>>

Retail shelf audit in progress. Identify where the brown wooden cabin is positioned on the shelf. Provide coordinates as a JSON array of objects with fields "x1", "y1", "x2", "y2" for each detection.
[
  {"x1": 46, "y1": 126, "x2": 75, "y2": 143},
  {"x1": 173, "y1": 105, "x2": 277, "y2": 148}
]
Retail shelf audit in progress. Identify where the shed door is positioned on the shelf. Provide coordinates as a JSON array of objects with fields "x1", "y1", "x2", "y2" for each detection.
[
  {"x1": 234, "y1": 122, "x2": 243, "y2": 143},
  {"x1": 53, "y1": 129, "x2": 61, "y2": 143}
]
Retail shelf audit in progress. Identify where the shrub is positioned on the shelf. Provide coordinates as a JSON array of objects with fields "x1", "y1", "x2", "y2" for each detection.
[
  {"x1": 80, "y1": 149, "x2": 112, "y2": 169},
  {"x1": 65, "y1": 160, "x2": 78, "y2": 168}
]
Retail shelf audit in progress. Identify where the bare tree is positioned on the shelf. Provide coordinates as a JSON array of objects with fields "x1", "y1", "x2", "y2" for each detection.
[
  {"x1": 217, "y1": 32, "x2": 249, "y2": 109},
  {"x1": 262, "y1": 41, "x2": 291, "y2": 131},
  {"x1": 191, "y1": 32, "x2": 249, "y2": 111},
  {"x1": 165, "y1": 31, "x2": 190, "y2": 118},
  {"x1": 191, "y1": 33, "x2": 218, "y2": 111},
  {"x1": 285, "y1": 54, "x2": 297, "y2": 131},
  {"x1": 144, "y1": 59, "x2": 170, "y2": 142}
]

<<

__Objective__: Pick out every line of the material above that contains the word "array", matching case exactly.

__Full output__:
Retail shelf audit in progress. Identify where the brown wooden cabin is positioned on the shelf. Provide coordinates as a JSON array of objects with fields "x1", "y1", "x2", "y2" for each detection.
Retail shelf audit in progress. Identify where the shed door is positioned on the shelf. Provide coordinates as a JSON array of objects with fields "x1", "y1", "x2", "y2" for each detection.
Retail shelf audit in progress. Identify where the shrub is positioned on the shelf. Provide coordinates as a JSON array of objects with fields "x1", "y1", "x2", "y2" for each detection.
Retail shelf audit in progress. Identify where the bare tree is positioned on the shelf. Provide coordinates as a JSON array of objects with fields "x1", "y1", "x2", "y2" for each detection.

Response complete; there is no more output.